__TASK__. Show every line of the listing below that contains the word "small" by copying each such line in full. Case counts.

++++++++++++++++++++

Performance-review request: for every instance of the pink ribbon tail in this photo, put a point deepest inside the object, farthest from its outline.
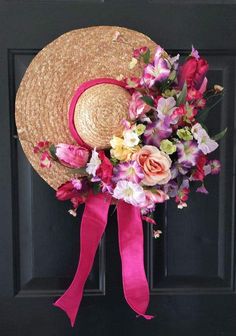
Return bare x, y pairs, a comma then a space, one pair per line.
92, 228
134, 279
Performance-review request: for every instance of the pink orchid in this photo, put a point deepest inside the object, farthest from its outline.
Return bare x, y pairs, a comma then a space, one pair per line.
71, 155
137, 107
158, 196
158, 71
205, 143
166, 107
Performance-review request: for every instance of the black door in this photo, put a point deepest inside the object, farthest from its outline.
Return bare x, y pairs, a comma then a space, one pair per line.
191, 268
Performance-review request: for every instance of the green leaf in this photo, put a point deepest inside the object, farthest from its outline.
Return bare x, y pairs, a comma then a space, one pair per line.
182, 97
52, 150
148, 100
220, 135
95, 187
146, 56
201, 117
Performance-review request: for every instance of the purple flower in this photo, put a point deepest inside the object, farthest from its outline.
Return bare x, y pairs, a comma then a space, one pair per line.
157, 131
187, 152
129, 171
213, 167
178, 168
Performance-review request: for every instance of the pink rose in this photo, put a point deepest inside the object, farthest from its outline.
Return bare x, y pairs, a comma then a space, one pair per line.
155, 164
71, 155
104, 171
137, 107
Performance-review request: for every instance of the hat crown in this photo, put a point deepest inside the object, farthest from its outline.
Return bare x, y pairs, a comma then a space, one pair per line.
99, 112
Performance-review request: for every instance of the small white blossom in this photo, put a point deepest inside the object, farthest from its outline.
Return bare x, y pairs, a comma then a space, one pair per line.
130, 192
93, 164
131, 138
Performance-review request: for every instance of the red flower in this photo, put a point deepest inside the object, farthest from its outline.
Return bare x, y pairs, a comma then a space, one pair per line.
199, 173
104, 171
66, 191
193, 71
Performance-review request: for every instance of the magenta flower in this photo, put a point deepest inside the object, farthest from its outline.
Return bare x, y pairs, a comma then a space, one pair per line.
45, 160
137, 106
195, 53
156, 72
157, 131
171, 188
202, 189
187, 152
140, 52
129, 171
213, 167
71, 155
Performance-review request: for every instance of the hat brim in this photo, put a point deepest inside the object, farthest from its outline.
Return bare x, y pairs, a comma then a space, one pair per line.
46, 90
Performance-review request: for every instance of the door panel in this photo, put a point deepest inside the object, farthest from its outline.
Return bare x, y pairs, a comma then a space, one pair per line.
191, 268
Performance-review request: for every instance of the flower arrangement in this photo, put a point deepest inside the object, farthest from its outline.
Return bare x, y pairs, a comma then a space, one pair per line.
165, 145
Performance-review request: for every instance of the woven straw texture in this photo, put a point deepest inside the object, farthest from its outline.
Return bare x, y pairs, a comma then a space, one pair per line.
46, 90
99, 112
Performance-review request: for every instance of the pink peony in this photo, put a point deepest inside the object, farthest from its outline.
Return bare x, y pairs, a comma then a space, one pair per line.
155, 164
72, 156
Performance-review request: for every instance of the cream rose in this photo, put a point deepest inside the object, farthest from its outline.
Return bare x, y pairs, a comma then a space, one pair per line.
155, 164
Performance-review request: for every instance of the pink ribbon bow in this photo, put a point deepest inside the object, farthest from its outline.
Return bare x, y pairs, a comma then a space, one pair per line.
93, 225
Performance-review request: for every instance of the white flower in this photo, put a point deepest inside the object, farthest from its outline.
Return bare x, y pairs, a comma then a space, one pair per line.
131, 138
205, 143
130, 192
165, 107
93, 164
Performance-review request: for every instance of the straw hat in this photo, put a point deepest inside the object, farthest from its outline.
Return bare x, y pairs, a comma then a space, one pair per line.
45, 93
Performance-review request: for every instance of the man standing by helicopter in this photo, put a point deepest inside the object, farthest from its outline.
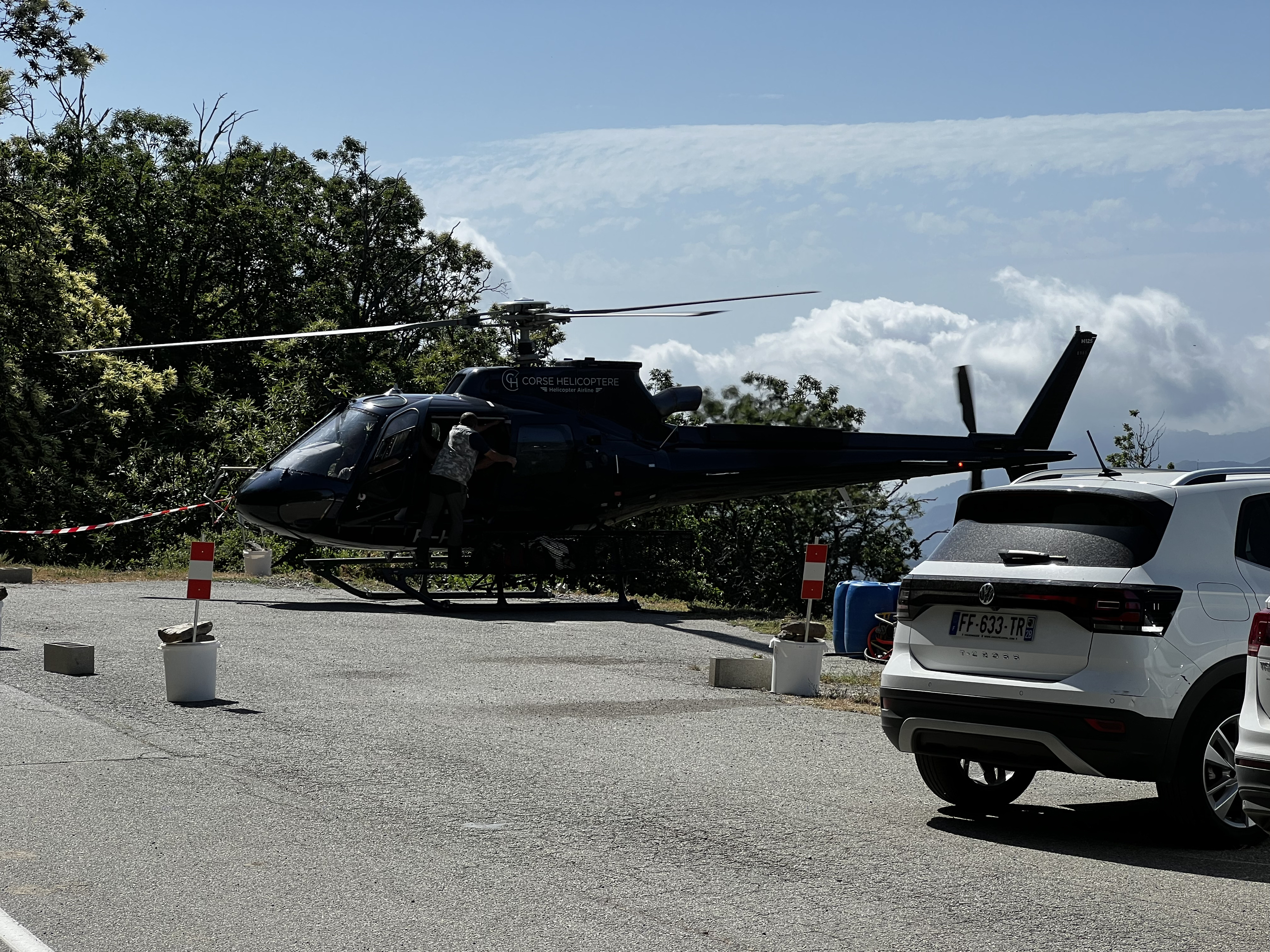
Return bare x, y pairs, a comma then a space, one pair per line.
463, 453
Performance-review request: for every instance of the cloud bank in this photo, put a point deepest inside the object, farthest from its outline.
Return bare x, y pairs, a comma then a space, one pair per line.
897, 359
575, 171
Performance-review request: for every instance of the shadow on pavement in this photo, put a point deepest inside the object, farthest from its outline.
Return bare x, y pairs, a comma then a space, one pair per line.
542, 611
1130, 832
754, 644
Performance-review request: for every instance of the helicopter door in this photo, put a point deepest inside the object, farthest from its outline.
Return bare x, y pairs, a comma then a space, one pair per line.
383, 497
544, 466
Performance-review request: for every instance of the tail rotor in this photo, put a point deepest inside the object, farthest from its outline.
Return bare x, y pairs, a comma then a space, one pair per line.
967, 398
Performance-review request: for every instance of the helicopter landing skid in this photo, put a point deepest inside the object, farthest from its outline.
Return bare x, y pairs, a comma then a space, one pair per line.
396, 571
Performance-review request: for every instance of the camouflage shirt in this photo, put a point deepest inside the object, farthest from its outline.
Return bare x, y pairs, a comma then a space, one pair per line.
458, 458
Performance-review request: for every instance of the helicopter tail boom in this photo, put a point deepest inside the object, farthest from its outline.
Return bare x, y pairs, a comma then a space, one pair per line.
1039, 426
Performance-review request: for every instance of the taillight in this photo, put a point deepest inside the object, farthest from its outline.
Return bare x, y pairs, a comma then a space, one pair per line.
1133, 611
1259, 634
905, 601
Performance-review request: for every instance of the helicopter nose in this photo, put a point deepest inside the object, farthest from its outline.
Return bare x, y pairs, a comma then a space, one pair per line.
286, 501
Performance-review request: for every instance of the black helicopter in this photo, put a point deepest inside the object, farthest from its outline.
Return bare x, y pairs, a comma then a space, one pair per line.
594, 449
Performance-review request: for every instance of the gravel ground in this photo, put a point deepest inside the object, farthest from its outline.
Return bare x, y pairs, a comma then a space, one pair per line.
379, 779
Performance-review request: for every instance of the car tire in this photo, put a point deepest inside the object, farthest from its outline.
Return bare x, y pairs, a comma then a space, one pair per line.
1202, 795
972, 785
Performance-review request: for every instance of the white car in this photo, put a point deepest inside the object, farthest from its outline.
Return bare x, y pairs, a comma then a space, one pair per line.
1253, 755
1094, 623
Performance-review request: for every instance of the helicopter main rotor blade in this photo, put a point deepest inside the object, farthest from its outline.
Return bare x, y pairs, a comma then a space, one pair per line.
686, 304
378, 329
624, 314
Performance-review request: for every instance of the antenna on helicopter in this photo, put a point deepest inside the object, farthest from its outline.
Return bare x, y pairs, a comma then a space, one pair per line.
525, 315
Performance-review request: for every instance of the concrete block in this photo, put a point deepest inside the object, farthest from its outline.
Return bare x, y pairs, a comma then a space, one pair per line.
68, 658
741, 673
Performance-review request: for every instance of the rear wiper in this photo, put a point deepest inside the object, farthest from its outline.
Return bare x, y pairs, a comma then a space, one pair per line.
1022, 557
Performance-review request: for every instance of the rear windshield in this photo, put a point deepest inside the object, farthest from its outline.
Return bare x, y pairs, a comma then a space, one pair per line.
1114, 531
333, 447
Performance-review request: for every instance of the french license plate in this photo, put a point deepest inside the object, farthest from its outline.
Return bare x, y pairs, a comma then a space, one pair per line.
994, 625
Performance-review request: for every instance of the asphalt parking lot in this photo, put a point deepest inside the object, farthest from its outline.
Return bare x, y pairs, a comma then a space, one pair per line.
379, 779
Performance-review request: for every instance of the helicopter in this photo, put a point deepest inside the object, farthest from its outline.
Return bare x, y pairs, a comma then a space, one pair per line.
595, 450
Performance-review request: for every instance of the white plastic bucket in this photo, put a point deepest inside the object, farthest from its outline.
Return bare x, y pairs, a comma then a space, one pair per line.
797, 667
258, 563
191, 671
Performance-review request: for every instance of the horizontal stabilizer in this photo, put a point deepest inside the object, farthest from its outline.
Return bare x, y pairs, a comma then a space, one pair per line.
1039, 426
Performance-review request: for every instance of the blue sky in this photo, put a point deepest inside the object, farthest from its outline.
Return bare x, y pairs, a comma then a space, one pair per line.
963, 182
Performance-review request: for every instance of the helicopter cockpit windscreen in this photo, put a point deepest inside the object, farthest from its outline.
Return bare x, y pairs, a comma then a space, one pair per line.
333, 447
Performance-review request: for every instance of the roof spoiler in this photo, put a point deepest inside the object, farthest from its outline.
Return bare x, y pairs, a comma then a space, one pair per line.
1039, 426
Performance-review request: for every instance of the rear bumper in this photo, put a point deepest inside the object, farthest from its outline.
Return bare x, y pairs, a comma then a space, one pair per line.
1255, 791
1024, 736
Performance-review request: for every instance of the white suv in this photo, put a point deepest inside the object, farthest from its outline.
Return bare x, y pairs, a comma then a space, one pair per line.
1092, 623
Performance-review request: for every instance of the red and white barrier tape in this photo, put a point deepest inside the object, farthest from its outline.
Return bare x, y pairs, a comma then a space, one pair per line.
117, 522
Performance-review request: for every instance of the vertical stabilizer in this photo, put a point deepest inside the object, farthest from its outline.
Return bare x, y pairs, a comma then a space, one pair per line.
1038, 428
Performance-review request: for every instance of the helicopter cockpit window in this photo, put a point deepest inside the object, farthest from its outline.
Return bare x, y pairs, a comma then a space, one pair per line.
333, 447
543, 450
396, 444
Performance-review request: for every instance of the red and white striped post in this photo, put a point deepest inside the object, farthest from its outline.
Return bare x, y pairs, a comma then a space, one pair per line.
813, 579
200, 579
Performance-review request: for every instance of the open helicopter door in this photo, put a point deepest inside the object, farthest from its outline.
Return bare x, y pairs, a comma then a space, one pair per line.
547, 464
486, 484
382, 499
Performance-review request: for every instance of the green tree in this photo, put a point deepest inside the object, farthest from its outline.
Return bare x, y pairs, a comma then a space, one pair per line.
135, 228
749, 553
1137, 446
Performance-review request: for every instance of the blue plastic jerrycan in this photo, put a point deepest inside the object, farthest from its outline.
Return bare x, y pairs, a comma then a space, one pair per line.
855, 604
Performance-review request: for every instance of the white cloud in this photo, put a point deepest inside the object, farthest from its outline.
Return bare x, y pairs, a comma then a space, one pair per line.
575, 171
897, 360
467, 233
933, 224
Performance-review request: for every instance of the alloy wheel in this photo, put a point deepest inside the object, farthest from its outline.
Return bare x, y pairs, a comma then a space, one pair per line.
1220, 784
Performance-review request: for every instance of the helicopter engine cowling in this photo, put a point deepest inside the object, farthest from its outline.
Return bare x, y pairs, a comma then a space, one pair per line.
675, 400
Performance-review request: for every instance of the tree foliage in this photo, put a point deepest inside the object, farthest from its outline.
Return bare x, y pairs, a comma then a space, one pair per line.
749, 553
128, 228
1137, 446
137, 228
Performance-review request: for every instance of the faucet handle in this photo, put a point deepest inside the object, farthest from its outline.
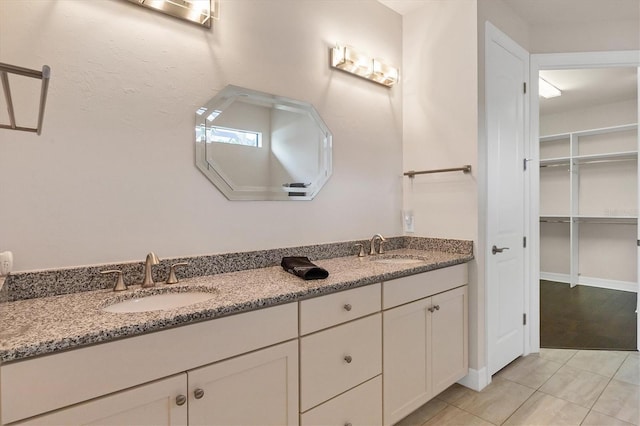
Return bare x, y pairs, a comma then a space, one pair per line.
172, 272
120, 285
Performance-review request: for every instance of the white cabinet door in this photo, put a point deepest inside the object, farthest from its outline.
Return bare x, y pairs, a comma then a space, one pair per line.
259, 388
361, 406
425, 351
449, 336
406, 368
153, 404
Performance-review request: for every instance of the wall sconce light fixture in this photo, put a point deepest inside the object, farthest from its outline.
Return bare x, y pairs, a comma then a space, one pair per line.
197, 11
350, 60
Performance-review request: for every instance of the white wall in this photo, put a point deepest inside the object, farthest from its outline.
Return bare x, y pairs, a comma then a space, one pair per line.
591, 36
113, 175
440, 128
594, 117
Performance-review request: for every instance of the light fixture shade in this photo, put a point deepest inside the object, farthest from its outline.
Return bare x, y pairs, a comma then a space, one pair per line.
197, 11
547, 90
350, 60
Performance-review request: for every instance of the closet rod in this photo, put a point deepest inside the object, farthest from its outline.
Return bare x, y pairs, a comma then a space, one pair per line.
43, 75
599, 222
465, 169
612, 160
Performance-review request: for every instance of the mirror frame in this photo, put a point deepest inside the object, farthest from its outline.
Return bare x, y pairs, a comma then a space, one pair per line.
229, 95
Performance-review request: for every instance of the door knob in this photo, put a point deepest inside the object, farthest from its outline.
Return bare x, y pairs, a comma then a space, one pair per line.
181, 399
495, 249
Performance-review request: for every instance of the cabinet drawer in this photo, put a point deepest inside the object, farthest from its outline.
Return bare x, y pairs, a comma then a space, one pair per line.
361, 406
338, 359
326, 311
407, 289
92, 371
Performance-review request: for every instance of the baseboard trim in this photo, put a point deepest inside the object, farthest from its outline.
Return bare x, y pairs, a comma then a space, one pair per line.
629, 286
475, 379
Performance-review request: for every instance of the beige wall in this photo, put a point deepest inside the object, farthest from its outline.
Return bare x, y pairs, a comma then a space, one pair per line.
440, 129
113, 175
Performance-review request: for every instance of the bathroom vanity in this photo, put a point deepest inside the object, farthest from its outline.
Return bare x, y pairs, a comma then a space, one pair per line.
367, 346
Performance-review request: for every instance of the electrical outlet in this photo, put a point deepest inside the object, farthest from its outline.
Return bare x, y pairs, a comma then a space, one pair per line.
407, 221
6, 263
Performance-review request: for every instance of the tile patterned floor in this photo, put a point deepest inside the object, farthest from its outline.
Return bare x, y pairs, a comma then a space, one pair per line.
555, 387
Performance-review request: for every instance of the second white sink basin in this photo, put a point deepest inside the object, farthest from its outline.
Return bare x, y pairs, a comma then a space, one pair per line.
159, 302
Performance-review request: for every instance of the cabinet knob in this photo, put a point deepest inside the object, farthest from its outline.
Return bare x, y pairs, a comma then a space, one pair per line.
181, 399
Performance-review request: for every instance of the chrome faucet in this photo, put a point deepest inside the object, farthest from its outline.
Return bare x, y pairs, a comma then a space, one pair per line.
152, 259
373, 244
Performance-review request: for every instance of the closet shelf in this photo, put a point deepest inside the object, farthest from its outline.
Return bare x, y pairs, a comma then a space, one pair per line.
609, 157
624, 220
590, 132
43, 75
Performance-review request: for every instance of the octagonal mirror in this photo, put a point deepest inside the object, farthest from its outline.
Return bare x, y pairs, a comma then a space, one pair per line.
257, 146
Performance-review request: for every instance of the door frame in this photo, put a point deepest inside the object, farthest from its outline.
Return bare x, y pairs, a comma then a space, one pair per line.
627, 58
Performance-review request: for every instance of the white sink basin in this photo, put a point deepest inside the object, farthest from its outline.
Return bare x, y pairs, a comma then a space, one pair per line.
159, 302
399, 260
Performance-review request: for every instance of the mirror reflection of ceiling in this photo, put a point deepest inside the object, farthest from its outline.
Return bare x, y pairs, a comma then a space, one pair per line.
583, 88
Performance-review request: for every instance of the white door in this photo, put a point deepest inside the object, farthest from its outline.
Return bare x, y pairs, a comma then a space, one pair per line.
507, 67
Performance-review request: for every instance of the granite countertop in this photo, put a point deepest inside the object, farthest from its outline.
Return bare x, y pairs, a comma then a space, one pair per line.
45, 325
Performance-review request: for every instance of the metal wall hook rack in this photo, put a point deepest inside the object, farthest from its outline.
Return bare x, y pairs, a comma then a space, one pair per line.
465, 169
43, 75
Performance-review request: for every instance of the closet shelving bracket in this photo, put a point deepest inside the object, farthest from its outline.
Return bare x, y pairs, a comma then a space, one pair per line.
43, 75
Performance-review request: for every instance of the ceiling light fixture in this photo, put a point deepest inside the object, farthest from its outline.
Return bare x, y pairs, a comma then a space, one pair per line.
547, 90
348, 59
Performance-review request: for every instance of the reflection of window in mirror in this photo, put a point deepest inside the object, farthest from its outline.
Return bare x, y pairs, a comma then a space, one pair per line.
235, 136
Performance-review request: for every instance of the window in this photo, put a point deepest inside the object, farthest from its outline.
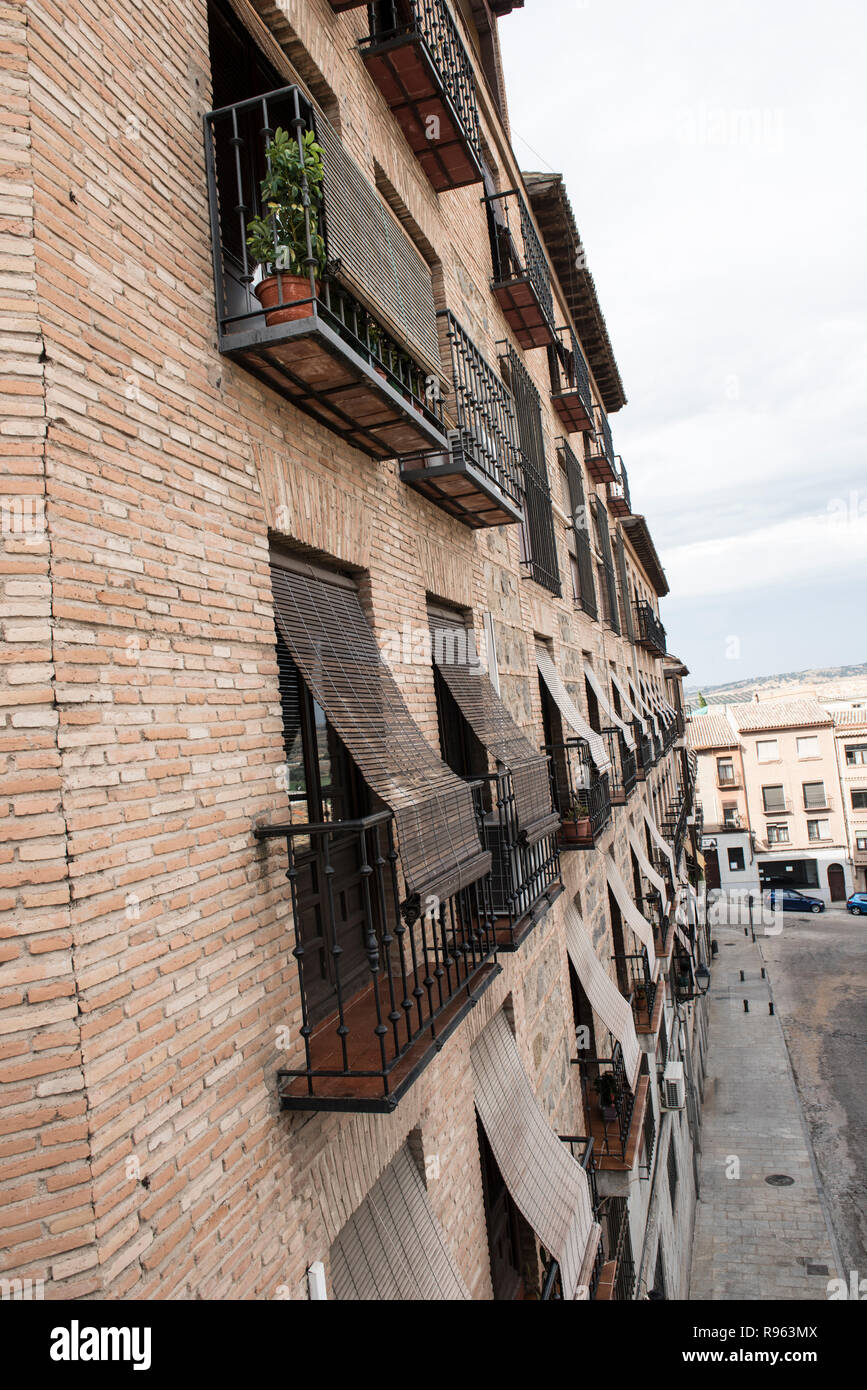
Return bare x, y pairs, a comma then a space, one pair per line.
767, 751
814, 795
819, 830
773, 798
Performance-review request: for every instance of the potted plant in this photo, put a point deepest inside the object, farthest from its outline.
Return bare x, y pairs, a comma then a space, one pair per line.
278, 238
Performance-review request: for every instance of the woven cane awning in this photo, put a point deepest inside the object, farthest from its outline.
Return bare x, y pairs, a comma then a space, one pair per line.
602, 993
546, 1183
630, 912
646, 868
603, 699
456, 659
393, 1247
331, 642
570, 710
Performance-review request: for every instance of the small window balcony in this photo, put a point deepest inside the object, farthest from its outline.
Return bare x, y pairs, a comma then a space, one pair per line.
284, 309
618, 491
521, 280
524, 879
380, 988
416, 57
641, 988
570, 382
624, 772
478, 473
650, 634
580, 794
600, 460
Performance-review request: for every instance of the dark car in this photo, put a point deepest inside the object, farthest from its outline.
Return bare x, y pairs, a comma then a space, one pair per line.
794, 901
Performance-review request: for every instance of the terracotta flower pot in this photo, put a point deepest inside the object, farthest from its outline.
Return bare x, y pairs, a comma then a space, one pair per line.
292, 287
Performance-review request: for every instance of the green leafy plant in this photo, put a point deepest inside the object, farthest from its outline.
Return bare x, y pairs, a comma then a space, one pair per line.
278, 238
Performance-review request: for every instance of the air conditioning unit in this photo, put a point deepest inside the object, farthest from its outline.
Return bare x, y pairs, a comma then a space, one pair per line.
673, 1087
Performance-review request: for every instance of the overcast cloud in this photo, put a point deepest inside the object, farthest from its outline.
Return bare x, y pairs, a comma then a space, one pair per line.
714, 160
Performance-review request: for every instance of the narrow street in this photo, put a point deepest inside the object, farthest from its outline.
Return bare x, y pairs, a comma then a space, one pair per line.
762, 1226
819, 979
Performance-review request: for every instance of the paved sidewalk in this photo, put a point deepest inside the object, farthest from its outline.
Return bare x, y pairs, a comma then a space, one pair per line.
753, 1240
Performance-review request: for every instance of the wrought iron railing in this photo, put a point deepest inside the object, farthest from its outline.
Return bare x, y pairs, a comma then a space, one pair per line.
486, 431
360, 1027
236, 142
432, 22
624, 773
568, 369
523, 877
648, 627
516, 249
638, 984
580, 791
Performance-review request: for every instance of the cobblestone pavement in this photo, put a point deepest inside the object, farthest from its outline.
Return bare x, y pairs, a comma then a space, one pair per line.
819, 976
755, 1240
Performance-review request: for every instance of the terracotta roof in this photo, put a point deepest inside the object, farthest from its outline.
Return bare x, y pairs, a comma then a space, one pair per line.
638, 534
794, 713
710, 731
851, 716
557, 225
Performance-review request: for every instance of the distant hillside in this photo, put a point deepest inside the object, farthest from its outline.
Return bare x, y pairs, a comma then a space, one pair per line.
738, 691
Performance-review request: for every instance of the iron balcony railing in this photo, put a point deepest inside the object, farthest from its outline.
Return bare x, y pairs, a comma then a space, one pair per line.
524, 879
618, 1247
612, 1102
520, 268
637, 983
373, 1018
580, 792
275, 341
431, 22
649, 630
486, 434
624, 773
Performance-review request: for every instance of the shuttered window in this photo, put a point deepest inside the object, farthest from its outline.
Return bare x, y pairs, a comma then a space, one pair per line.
377, 260
538, 540
456, 660
331, 642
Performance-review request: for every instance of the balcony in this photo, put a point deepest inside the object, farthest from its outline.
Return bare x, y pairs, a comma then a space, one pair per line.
524, 879
478, 476
616, 1114
380, 991
521, 281
639, 987
624, 773
618, 491
645, 755
600, 459
580, 792
298, 328
570, 382
649, 633
416, 57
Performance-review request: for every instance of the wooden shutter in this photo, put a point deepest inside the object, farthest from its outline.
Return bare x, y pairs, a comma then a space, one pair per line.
331, 642
377, 260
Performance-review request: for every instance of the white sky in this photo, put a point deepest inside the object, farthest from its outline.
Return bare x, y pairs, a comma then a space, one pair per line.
716, 160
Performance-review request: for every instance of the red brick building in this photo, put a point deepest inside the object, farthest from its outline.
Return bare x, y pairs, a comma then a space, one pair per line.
311, 927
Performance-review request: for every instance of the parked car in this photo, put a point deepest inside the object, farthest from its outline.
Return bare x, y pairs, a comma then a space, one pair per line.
791, 900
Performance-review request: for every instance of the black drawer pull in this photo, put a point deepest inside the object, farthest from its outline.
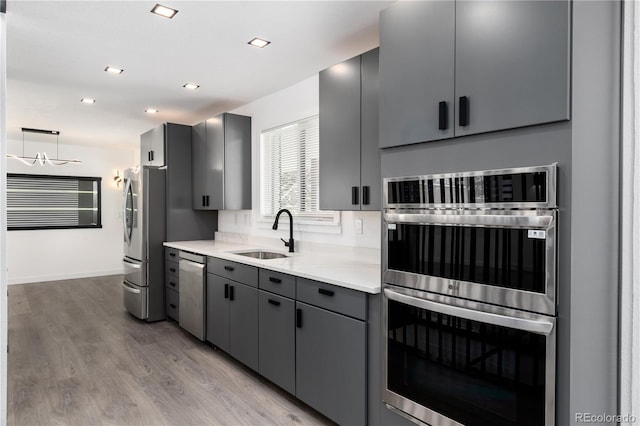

++++++++++++++++++++

__TASK OUTPUT__.
Performance-review request: for every instance of the small white blossom in this photo, put a point deepest inside the object, farthest from its outline.
Performance-review request: for every instance of the small window balcony in this photo, put a point deepest inside the object, farthest from its outline.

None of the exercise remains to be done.